(Dataset items)
################

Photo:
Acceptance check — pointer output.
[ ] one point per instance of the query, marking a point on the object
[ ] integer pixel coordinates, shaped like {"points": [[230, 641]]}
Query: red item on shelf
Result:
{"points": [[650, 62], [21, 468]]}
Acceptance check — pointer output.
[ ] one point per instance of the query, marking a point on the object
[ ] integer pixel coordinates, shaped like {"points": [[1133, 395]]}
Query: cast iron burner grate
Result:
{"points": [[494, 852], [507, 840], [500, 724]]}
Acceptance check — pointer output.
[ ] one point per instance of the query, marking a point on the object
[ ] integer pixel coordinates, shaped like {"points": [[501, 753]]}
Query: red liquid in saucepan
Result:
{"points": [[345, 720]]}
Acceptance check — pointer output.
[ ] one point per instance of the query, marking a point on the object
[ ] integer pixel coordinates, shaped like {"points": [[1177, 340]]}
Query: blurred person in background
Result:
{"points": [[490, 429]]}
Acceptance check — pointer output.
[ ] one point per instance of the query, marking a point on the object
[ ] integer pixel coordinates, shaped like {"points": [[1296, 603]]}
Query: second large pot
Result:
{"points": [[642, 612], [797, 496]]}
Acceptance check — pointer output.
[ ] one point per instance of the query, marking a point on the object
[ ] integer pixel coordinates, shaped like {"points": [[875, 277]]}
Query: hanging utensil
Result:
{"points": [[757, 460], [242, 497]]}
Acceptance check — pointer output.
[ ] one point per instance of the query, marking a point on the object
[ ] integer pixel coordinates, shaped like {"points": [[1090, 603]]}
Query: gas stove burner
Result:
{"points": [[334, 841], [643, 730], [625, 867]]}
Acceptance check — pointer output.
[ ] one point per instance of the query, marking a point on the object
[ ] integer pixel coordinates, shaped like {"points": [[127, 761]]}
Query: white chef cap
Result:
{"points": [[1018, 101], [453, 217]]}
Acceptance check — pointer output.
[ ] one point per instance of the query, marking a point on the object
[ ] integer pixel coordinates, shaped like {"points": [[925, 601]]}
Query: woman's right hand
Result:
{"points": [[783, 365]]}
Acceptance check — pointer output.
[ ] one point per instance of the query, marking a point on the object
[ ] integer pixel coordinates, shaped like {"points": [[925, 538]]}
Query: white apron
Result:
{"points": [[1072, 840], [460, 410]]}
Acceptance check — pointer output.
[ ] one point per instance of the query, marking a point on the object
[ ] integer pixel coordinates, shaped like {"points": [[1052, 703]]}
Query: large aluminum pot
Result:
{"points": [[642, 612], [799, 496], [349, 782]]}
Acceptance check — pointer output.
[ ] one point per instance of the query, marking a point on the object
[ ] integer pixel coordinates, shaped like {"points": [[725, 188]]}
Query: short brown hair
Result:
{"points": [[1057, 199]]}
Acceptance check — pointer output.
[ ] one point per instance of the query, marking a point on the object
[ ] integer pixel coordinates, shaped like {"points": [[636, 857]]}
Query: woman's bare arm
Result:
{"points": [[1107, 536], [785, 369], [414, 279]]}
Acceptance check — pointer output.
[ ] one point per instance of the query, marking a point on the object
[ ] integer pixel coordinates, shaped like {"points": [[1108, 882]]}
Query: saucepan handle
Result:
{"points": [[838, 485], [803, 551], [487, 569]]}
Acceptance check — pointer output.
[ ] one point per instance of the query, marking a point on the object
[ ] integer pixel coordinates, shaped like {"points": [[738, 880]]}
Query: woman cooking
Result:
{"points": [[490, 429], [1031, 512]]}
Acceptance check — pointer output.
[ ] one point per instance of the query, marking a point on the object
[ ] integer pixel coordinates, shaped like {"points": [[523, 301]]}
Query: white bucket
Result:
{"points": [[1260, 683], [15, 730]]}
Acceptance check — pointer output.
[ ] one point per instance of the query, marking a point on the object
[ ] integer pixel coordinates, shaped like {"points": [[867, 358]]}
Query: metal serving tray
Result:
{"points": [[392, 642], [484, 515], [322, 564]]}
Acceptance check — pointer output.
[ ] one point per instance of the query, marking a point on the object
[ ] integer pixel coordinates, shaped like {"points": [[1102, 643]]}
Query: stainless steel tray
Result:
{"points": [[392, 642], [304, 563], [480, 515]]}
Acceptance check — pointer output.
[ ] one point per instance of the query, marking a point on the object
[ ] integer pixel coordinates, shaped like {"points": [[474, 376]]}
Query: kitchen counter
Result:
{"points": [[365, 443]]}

################

Output the listing above exactly as it appears.

Photo:
Acceptance check — pointer output.
[ ] one point per instance of the query, marking a point on the object
[ ] integer pixel coordinates, shaped like {"points": [[230, 641]]}
Query: red item on shelf
Result:
{"points": [[650, 62], [21, 468]]}
Acceptance check — pointer output.
[ ] one point per instance of the query, marking a point on the object
[ ] integer pixel coordinates, shaped like {"points": [[1133, 395]]}
Query: cast iron burner grate
Result:
{"points": [[494, 852], [507, 840], [500, 724]]}
Acceptance check — pointer output.
[ ] one point per instance of the query, marking a point on the object
[ ] integer pixel coordinates, shaped like {"points": [[501, 753]]}
Query: red liquid in saucepan
Result:
{"points": [[345, 720]]}
Acceptance check — pointer output.
[ ] one point per instance of the query, marking a point on the object
[ ] integer pixel coordinates, shaped like {"points": [[1177, 340]]}
Query: blurred person in background
Result:
{"points": [[490, 429]]}
Acceptance check — pointer output.
[ ] one point per instance of the query, marking a point on the object
[ ] integer pixel coordinates, shaped like {"points": [[1296, 603]]}
Query: second large pot
Result:
{"points": [[642, 612], [797, 496]]}
Acceptance check — pointer output.
[ ] one point per instance of the query, marking a point on the object
[ ] integer pixel coordinates, shaped like {"points": [[875, 277]]}
Query: hanging utensil
Result:
{"points": [[757, 460], [242, 497]]}
Acceptance check — pointer output.
[ ] one point per instance of the query, marking a point on the object
[ ] integer pixel coordinates, shaped like {"points": [[1090, 603]]}
Query: gas stove burner
Result:
{"points": [[334, 841], [643, 730], [625, 867]]}
Acceptance check — pointer output.
[ ] one point per instance of the query, marking a point on the object
[ ] integer pixel coordinates, shaped like {"points": [[127, 761]]}
Query: white chef cap
Result:
{"points": [[1018, 101], [453, 217]]}
Acceptance check — pointer output.
[ ] one point per instance of the query, marking a point on the object
[ ] integer pixel coordinates, shaped like {"points": [[925, 601]]}
Query: woman's right hand
Result:
{"points": [[783, 365]]}
Acceptance check — pointer output.
[ ] one point per instance of the query, marking a point on the object
[ ] integer pixel coordinates, shaped like {"points": [[925, 538]]}
Query: white apron
Result:
{"points": [[1072, 840], [460, 410]]}
Acceptance check — pointer output.
[ ] one point per instance of the query, marking a point on the object
[ ] integer pixel coordinates, shaped like {"points": [[1052, 703]]}
Query: large aluminum pot
Result:
{"points": [[642, 612], [799, 496], [349, 782]]}
Acceptance check — pointer output.
[ ] one point per instance of the query, marking a point on the object
[ ] integer pixel coordinates, shaped like {"points": [[725, 188]]}
Query: short brown hair
Result:
{"points": [[1057, 199]]}
Acceptance check — pointer output.
[ ] one point per instance of the query, marking a point on the object
[ ] integer pixel coordinates, shaped like {"points": [[636, 857]]}
Query: woman's bare arm
Result:
{"points": [[1107, 536], [785, 369], [414, 279]]}
Acceptance check — pointer output.
[ ] one point per instance of the query, marking a point on the object
[ ] integer pixel coordinates, shaped like {"points": [[1108, 882]]}
Query: saucepan handle
Result:
{"points": [[838, 485], [803, 551], [487, 569]]}
Acceptance check — pointer output.
[ ] one point per instance of the query, marking a point on the object
[ ] integer pixel coordinates, shaped like {"points": [[738, 880]]}
Query: woman cooking
Result:
{"points": [[490, 429], [1031, 512]]}
Acceptance check — pointer output.
[ ] one point per instance of the query, marking a point on the object
[ ] integer pixel coordinates, shaped like {"points": [[523, 301]]}
Query: white bucket
Result:
{"points": [[1260, 683], [15, 730]]}
Acceptance check — pointer output.
[ ] one point per instance of the query, marking a point on the object
[ ] integer pixel coordinates, shaped like {"points": [[867, 358]]}
Query: metal serving tray
Result:
{"points": [[392, 642], [484, 515], [322, 564]]}
Acceptance check — pointer output.
[ ] one point per instance of the query, marking a point on the object
[ ] integer pixel coordinates, shaped like {"points": [[1102, 643]]}
Query: stainless steel tray
Result:
{"points": [[392, 642], [304, 563], [480, 515]]}
Acceptance check — pointer output.
[ ] one point per instance of the query, marking a point on the object
[ ] integer pixel coordinates, shaped like {"points": [[474, 376]]}
Query: kitchen counter
Result:
{"points": [[365, 443]]}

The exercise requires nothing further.